■ YOUR INSTRUCTIONS: Present the stretch of the material from the line that contains "Box the leaning wooden stake shown above." through the line that contains "[102,96,107,116]" as a Markdown table with the columns Row and Line, numbering each row and leaving out blank lines. Leave the pictures out of the answer.

Excerpt from a dataset:

^^^^

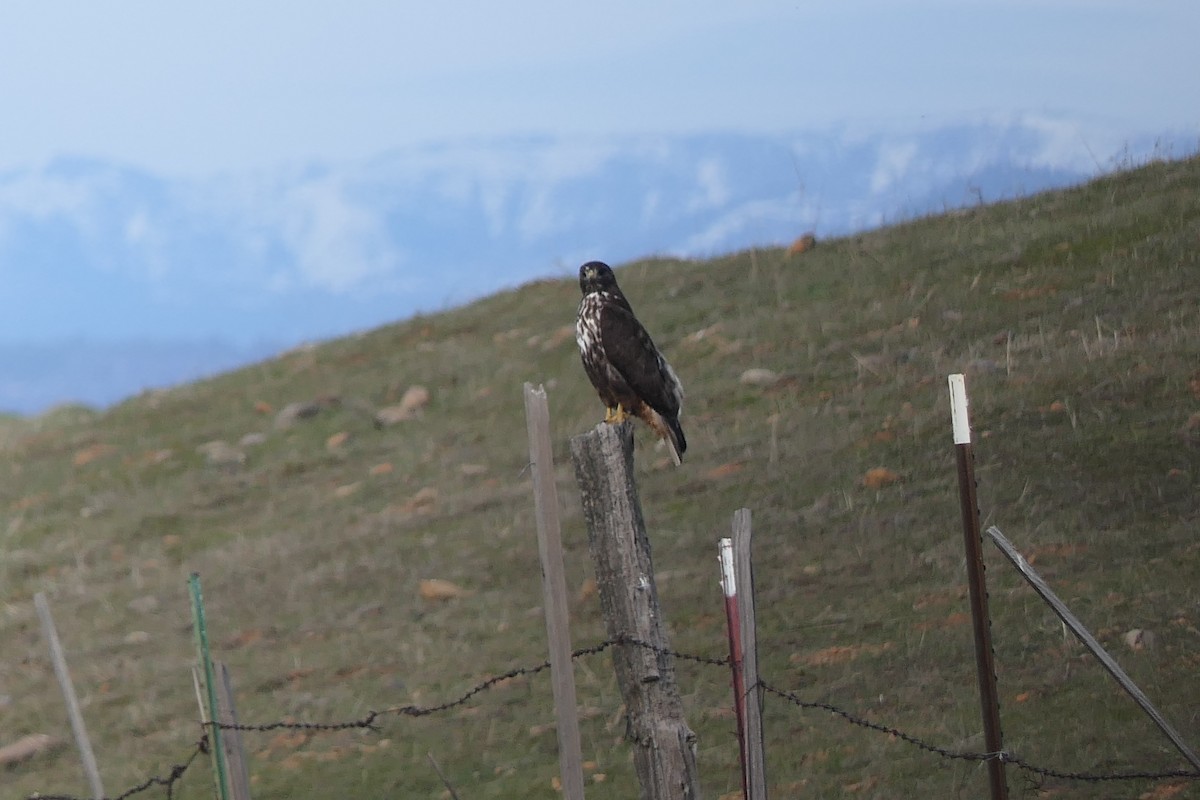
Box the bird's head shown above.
[580,261,617,294]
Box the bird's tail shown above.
[638,405,688,467]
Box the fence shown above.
[16,379,1200,800]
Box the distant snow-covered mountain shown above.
[0,118,1190,410]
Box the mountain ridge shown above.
[0,118,1190,413]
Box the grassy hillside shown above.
[7,160,1200,800]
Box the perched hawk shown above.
[575,261,688,465]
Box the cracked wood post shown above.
[571,422,701,800]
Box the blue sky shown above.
[0,0,1200,176]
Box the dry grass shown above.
[0,153,1200,799]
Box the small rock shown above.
[967,359,1004,374]
[404,486,438,513]
[275,402,320,431]
[196,439,246,467]
[787,231,817,255]
[130,595,158,614]
[0,733,59,765]
[863,467,900,489]
[1123,627,1154,650]
[374,386,430,428]
[418,578,475,600]
[738,367,779,386]
[400,386,430,414]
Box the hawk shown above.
[575,261,688,465]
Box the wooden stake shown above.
[733,509,767,800]
[718,539,750,798]
[571,422,700,800]
[988,525,1200,770]
[524,384,583,800]
[949,374,1008,800]
[216,661,250,800]
[34,591,104,798]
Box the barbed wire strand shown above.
[29,636,1200,800]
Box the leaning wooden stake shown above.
[34,591,104,798]
[949,374,1008,800]
[524,384,583,800]
[571,422,701,800]
[733,509,767,800]
[216,661,259,800]
[988,525,1200,770]
[718,539,750,799]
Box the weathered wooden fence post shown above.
[215,661,251,800]
[571,422,700,800]
[34,591,104,798]
[733,509,767,800]
[949,374,1008,800]
[524,384,583,800]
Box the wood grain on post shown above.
[733,509,767,800]
[571,422,700,800]
[34,591,104,798]
[524,384,583,800]
[216,661,259,800]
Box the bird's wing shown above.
[600,303,683,416]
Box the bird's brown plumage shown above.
[575,261,688,464]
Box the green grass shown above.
[0,158,1200,800]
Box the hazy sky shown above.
[0,0,1200,175]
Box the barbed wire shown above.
[758,680,1200,782]
[29,636,1200,800]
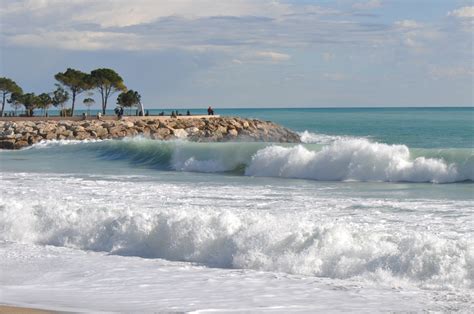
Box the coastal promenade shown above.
[0,115,300,149]
[0,115,220,121]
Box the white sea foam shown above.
[245,139,474,183]
[298,130,356,145]
[0,175,474,289]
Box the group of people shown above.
[107,106,214,119]
[114,107,123,119]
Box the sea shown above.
[0,107,474,313]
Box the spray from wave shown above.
[21,138,474,183]
[245,139,474,183]
[0,195,474,288]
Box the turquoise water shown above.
[0,108,474,312]
[51,107,474,148]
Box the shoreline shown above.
[0,304,59,314]
[0,115,301,149]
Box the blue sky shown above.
[0,0,474,108]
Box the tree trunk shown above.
[71,92,76,117]
[0,93,6,117]
[102,96,107,116]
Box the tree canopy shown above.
[91,68,127,115]
[52,84,69,110]
[36,93,53,116]
[54,68,92,115]
[0,77,23,117]
[17,93,38,117]
[117,89,141,107]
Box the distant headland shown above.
[0,116,300,149]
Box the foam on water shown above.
[298,130,362,145]
[245,139,474,183]
[0,175,474,289]
[18,138,474,183]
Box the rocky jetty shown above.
[0,117,300,149]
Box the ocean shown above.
[0,108,474,313]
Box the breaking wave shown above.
[0,195,474,288]
[10,138,474,183]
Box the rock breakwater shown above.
[0,117,300,149]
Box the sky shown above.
[0,0,474,108]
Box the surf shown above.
[2,138,474,183]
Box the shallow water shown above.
[0,110,474,312]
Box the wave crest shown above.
[245,139,473,183]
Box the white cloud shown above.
[255,51,291,62]
[322,51,336,62]
[323,73,347,81]
[430,65,474,80]
[448,6,474,18]
[395,20,422,28]
[352,0,382,10]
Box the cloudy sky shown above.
[0,0,474,108]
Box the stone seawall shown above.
[0,117,300,149]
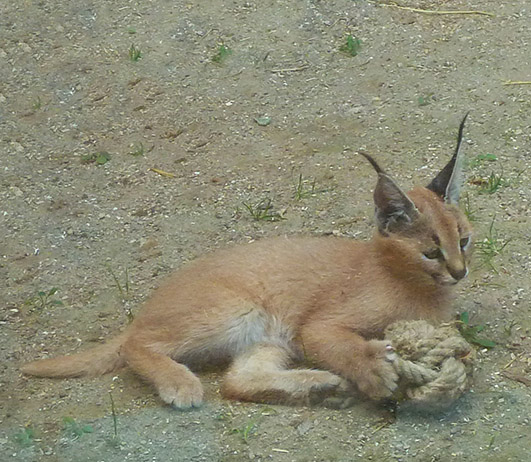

^^^^

■ TASK SOLUTION:
| Row | Line |
|---|---|
| 1 | Box the leaning wooden stake shown above. |
| 2 | [34,591,104,798] |
| 3 | [949,374,1008,800] |
| 4 | [524,384,583,800] |
| 5 | [571,422,701,800] |
| 6 | [733,509,767,800] |
| 7 | [216,661,259,800] |
| 8 | [988,525,1200,770] |
| 9 | [718,539,750,799] |
| 10 | Box the weathered wooden fence post shown above. |
| 11 | [215,661,251,800] |
| 12 | [571,422,700,800] |
| 13 | [34,591,104,798] |
| 14 | [733,509,767,800] |
| 15 | [949,374,1008,800] |
| 16 | [524,384,583,800] |
| 17 | Box the wood grain on post shown above. |
| 18 | [733,509,767,800] |
| 19 | [571,422,700,800] |
| 20 | [34,591,104,798] |
| 21 | [524,384,583,800] |
| 22 | [216,661,259,800] |
| 23 | Box the bird's wing shown above. |
| 24 | [600,303,683,416] |
| 25 | Box the bird's brown plumage shown above. |
| 26 | [575,261,688,464] |
| 27 | Box the green grass shown above. |
| 28 | [0,158,1200,800] |
| 29 | Box the hazy sky shown above. |
| 30 | [0,0,1200,175] |
| 31 | Box the barbed wire shown above. |
| 32 | [758,680,1200,782] |
| 33 | [29,636,1200,800] |
| 34 | Box the coastal promenade shown above. |
| 35 | [0,115,300,149] |
| 36 | [0,115,220,121] |
| 37 | Box the white sea foam shown above. |
| 38 | [245,139,474,183] |
| 39 | [298,130,356,145] |
| 40 | [0,175,474,289] |
| 41 | Box the group of people shown above. |
| 42 | [107,106,214,119] |
| 43 | [114,107,123,119] |
| 44 | Box the sea shown above. |
| 45 | [0,107,474,313] |
| 46 | Box the spray from wave shown above. |
| 47 | [21,138,474,183] |
| 48 | [245,139,474,183] |
| 49 | [0,195,474,288] |
| 50 | Box the turquoise water shown above. |
| 51 | [0,108,474,312] |
| 52 | [51,107,474,148] |
| 53 | Box the shoreline shown above. |
| 54 | [0,304,59,314] |
| 55 | [0,115,301,149] |
| 56 | Box the blue sky shown above. |
| 57 | [0,0,474,108] |
| 58 | Box the tree trunk shown above. |
| 59 | [71,92,76,117] |
| 60 | [0,93,6,117] |
| 61 | [102,96,107,116] |